_Work to be completed_.
Show each line below that contains the string "maroon". Case counts.
START Rows
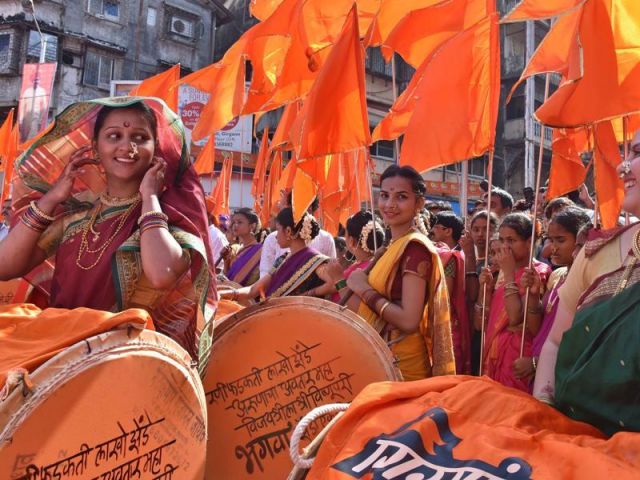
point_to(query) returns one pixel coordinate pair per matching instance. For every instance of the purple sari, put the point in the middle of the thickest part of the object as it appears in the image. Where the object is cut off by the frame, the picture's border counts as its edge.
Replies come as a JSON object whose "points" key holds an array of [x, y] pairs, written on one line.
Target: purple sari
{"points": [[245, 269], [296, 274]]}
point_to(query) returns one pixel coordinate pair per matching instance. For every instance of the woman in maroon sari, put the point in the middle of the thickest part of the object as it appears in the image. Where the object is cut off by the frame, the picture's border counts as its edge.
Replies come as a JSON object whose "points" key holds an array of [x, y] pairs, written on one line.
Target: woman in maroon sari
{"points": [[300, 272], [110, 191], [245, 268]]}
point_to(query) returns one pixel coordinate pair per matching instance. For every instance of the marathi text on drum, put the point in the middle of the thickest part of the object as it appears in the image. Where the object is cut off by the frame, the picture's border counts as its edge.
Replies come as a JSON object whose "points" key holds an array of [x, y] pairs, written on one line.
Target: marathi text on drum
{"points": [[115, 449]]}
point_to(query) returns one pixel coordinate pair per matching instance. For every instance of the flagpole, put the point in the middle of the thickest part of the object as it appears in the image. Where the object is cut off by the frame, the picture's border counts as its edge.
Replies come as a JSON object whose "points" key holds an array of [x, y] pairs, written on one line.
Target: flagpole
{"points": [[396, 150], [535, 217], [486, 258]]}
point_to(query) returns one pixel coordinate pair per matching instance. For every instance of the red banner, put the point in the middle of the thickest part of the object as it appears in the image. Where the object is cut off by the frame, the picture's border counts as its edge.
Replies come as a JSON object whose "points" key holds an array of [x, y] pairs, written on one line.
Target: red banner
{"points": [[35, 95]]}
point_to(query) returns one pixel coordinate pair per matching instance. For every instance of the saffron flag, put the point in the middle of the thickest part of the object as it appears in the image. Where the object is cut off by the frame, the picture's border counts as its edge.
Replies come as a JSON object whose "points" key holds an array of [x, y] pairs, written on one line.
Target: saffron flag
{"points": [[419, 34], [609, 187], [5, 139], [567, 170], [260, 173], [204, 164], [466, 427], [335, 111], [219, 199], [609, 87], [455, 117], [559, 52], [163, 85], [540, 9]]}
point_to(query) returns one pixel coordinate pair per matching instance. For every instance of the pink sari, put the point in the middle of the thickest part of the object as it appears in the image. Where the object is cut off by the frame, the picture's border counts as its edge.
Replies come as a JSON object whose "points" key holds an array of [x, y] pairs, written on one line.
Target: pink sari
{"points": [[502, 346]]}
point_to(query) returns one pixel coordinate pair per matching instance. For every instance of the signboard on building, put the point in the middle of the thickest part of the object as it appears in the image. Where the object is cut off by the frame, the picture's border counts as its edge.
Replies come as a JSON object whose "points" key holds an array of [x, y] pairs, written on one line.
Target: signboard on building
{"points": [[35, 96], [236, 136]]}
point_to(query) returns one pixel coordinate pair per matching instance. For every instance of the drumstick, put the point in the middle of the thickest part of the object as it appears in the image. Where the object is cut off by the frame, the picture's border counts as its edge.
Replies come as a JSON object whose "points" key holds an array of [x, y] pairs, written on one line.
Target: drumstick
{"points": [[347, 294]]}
END Rows
START Rows
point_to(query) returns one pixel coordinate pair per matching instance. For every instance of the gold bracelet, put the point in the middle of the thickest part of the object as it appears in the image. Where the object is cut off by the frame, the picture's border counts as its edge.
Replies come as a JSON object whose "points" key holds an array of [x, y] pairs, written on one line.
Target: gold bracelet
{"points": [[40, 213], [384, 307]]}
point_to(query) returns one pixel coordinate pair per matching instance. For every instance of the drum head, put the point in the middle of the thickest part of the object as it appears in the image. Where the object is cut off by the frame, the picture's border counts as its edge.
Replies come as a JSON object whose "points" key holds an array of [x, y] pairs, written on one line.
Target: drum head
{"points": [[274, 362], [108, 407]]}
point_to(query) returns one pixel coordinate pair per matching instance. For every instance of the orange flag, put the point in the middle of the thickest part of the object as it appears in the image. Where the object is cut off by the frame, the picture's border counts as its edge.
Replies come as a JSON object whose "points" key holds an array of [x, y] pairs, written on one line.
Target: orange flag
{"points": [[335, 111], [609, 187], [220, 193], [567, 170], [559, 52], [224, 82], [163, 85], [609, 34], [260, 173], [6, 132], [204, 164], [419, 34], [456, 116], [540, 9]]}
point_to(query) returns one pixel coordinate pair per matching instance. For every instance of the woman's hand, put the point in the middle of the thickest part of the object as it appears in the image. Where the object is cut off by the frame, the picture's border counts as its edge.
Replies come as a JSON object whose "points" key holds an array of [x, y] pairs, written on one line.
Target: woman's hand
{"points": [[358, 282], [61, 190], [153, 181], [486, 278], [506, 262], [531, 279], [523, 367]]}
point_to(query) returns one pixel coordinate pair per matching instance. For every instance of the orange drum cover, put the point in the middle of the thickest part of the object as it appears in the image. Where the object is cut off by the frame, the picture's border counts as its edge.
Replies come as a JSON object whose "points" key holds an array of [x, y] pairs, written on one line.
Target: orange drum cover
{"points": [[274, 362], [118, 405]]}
END Rows
_Exercise solution_.
point_to(query) returns one pixel coordinate pair per matching instance. For every instance of the woman in maroon sari, put the point in the middle of the thickest part of the object as it appears in the image. Where the object is cut off by the frame, the picture's border counts as its edge.
Target: woman in maroon sari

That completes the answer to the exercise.